[Recorded data]

*** Block opens ***

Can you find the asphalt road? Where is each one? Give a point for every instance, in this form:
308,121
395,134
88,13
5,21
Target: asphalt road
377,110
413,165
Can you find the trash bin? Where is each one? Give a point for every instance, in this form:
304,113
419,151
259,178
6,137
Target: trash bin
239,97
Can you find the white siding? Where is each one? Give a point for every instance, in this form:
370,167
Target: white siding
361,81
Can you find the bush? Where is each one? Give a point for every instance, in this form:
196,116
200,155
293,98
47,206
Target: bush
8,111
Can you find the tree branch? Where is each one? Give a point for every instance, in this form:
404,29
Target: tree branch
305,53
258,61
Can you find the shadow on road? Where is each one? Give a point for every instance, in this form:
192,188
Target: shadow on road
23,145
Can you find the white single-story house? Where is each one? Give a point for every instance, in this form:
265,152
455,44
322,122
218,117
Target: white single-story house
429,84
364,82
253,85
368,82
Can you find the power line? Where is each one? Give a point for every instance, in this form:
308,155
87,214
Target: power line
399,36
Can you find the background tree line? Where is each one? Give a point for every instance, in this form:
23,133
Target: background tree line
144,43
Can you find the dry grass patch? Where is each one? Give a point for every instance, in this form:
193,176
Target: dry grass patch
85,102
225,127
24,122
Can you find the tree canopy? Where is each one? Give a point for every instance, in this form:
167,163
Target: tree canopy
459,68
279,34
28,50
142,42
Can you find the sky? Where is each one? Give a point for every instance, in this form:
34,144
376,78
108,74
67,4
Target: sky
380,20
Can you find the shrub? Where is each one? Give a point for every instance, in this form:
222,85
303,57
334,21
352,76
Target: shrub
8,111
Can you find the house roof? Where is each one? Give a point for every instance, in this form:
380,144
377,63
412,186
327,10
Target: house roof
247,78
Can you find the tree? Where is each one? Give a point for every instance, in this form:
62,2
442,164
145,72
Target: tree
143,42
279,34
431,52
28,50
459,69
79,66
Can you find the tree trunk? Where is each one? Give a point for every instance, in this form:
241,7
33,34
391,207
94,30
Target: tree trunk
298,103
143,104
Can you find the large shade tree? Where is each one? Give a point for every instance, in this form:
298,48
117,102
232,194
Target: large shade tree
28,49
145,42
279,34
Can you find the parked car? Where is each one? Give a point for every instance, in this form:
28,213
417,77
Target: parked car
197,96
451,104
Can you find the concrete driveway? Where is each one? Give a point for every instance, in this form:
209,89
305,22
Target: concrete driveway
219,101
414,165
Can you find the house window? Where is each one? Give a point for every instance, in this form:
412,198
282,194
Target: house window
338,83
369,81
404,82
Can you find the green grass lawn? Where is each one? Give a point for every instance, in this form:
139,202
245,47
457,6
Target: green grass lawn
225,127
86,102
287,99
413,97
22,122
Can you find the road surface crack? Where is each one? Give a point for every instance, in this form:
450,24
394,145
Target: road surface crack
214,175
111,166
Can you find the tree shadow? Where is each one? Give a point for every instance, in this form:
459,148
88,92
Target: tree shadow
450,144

*** Block closes ***

→ Task to carry out: All the records, from start to finish, are to be repeated exactly.

→ Response to this exercise:
Can you find the asphalt road? Where is each one? Give a point for every instance, in this form:
308,121
395,134
88,13
5,21
Target: asphalt road
377,110
413,165
Can you find the trash bin? Where is each one? Give a point for every instance, in this form:
304,113
419,151
259,178
6,137
Target: trash bin
239,97
Can you find the white siding? Where is each one? Give a point for every instance, in this form:
370,167
Target: white siding
361,81
Can you find the bush? Where is each one? Give a point for every instance, in this form:
196,116
200,155
293,98
47,206
Target: bush
8,111
Can you find the tree branch? Where is each one? Give a point for every instance, in this form:
404,29
Target: tree branch
305,53
258,61
Can you find the shadow on road? Where is each one? Give a point for every instance, in this form:
192,188
Target: shadow on road
23,145
Can you find the white single-story house? Where is each one? Give a point for every instance, in this form:
265,152
455,44
322,122
218,117
Target: white single-story house
429,84
364,82
253,85
368,82
Can you find the power line? Where is each one? Give a point for every instance, in this form:
308,155
87,214
Target: power line
399,36
Can you find the background tree line? Where is each one? Give a point for every instance, in this form:
23,133
Target: background tree line
144,43
Can you find the dry grass patch? Where is each one? Give a point for every instance, in this form:
193,176
Target: dry grass patch
85,102
225,127
24,122
Can you find the tree canopy? Where is each one? Give a point for every instance, in this form:
167,163
Target: tree canopy
459,68
279,34
28,50
142,42
Can you find the sky? Where is each one? Give a point for every instance, in this form:
34,144
376,78
108,74
67,4
Target: sky
380,20
Can you find the shrub? Where is each one? Give a point for every instance, in this form:
222,85
303,57
334,21
352,76
Target: shrub
8,111
Can you find the house roof? Where is each one? Give a point for every instance, in this form:
380,144
377,63
412,186
327,10
Target: house roof
247,78
Can you find the tree? Where is each one? Give a point for every instance, in this form:
62,2
442,164
145,72
Target: tree
143,42
279,34
431,52
28,50
459,69
79,66
Can you find the tree trunk? Where is each one? Give a point for every instance, in this form:
241,7
33,34
391,207
94,30
Target: tree trunk
298,103
143,104
Can you find the large shade tree? Where is each one? Give a point for every instance, in this form:
298,48
117,102
232,194
Target: large shade tree
28,49
145,42
279,34
Can you find the parked car? Where is each one? Give a point for every instance, in this form:
28,213
417,77
Target: parked car
197,96
451,104
Can you find the concrete driveway? Where is each one? Give a point for every instance, in this form:
209,89
305,22
Target: concrete driveway
219,101
414,165
Can you find the house window? Where is each one? Give a point for every instance, in this form:
412,198
282,194
Target: house window
338,83
369,81
404,82
Can you find the green grass lawn? Where is each one? Give a point for every instance, in this form:
139,202
245,47
457,6
Target: green grass lawn
225,127
86,102
287,99
413,97
22,122
Can you find the road surface crack? Where is each one? Give a point for every instance, in this form:
450,24
394,145
Target: road surface crack
214,175
111,166
Can you find the tree shadow? Where is each one? Give a point for every instance, in this form:
459,148
88,92
Target: tree shadow
450,144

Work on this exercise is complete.